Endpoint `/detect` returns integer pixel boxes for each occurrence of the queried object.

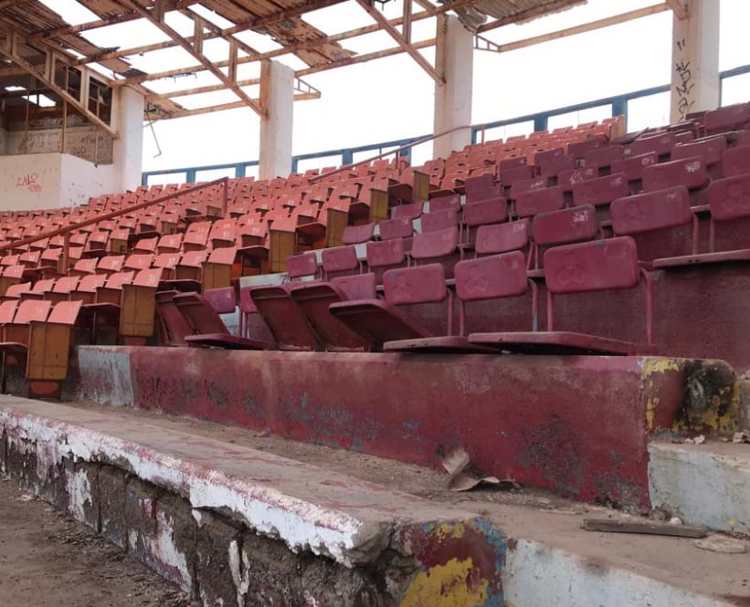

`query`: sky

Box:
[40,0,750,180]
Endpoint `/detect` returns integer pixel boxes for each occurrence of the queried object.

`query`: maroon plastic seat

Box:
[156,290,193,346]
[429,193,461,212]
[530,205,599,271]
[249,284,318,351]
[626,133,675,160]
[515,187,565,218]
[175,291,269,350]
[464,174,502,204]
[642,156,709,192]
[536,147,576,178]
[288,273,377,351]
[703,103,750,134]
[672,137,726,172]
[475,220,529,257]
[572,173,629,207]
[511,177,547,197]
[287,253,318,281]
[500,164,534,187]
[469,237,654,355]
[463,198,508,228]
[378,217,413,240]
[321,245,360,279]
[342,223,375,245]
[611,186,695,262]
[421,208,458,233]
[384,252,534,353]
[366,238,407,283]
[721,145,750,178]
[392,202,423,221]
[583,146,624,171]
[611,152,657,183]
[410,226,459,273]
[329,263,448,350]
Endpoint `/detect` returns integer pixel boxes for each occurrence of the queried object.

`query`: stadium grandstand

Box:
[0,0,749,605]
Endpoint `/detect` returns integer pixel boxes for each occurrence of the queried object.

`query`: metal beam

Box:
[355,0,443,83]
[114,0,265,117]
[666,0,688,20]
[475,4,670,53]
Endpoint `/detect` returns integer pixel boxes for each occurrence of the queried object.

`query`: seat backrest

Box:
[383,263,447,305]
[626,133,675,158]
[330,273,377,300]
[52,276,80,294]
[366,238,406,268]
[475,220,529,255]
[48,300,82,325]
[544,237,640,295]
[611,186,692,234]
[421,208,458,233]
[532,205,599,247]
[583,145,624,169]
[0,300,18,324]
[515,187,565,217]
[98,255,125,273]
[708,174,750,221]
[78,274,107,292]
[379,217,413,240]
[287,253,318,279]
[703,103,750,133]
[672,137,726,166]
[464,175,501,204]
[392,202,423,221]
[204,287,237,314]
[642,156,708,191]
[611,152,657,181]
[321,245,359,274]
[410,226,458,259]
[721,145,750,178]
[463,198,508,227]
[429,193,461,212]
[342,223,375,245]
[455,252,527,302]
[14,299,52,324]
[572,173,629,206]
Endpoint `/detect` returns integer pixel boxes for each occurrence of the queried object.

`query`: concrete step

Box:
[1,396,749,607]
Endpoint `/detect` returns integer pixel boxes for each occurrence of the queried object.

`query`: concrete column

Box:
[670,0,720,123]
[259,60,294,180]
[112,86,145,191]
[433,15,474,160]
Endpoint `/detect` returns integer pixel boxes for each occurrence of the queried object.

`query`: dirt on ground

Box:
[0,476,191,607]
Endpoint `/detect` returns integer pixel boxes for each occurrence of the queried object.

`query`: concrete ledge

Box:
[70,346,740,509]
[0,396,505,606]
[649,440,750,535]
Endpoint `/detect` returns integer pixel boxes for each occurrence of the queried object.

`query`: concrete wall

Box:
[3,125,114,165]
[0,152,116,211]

--

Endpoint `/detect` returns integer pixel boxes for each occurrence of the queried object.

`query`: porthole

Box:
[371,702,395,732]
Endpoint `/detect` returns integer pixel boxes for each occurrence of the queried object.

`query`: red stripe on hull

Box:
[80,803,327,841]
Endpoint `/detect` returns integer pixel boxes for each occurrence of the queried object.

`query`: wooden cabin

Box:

## [REQUIRED ACTION]
Could you state how many lines in the entries contain the word "seat"? Reply with nothing but the number.

## [SOLUTION]
2